Data to use |
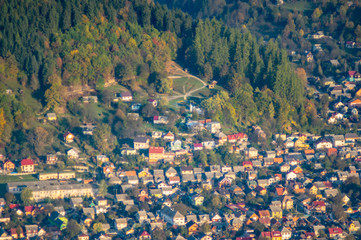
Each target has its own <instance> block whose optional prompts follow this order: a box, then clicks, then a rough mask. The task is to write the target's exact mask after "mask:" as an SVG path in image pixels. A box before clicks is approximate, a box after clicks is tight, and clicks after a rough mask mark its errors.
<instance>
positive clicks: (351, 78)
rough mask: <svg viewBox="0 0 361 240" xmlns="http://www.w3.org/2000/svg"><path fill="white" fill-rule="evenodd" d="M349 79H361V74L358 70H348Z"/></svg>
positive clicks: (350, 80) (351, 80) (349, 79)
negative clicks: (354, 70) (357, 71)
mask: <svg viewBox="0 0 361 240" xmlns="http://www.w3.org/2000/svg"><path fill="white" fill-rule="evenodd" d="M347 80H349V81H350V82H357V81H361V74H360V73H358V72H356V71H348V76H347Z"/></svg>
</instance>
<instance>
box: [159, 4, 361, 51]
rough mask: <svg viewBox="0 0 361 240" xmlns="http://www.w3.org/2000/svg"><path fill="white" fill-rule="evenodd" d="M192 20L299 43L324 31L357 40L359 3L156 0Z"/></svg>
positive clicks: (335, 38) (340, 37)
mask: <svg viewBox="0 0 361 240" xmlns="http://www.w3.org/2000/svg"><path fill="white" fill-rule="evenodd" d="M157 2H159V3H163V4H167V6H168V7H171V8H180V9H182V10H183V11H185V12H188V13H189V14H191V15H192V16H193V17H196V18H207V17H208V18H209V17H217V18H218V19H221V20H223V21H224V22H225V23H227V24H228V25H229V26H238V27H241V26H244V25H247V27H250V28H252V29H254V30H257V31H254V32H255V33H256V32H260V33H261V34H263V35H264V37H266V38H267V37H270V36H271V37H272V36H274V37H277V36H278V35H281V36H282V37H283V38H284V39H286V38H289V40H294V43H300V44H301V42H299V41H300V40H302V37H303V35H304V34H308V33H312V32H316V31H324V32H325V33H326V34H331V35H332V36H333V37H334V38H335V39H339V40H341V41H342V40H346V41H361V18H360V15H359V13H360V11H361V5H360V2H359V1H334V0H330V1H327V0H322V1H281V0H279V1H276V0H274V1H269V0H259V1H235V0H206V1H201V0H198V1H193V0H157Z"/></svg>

Your instructions | From the very first line of the listing above through the line that holds "positive clicks: (350, 80)", write out each line exactly as it stands, leaving pictures out.

Written answer |
Each target has its own <instance> block whose optional prompts follow this order: a box, then clicks, then a rough mask. The task is to write the target's exact mask after "mask:" as an SVG path in image pixels. A box before clicks is approximate, a box after clicks is tight, and clicks after a rough mask mark its errors.
<instance>
positive clicks: (351, 78)
rough mask: <svg viewBox="0 0 361 240" xmlns="http://www.w3.org/2000/svg"><path fill="white" fill-rule="evenodd" d="M349 79H361V74L358 70H348Z"/></svg>
positive clicks: (350, 80) (351, 80) (349, 79)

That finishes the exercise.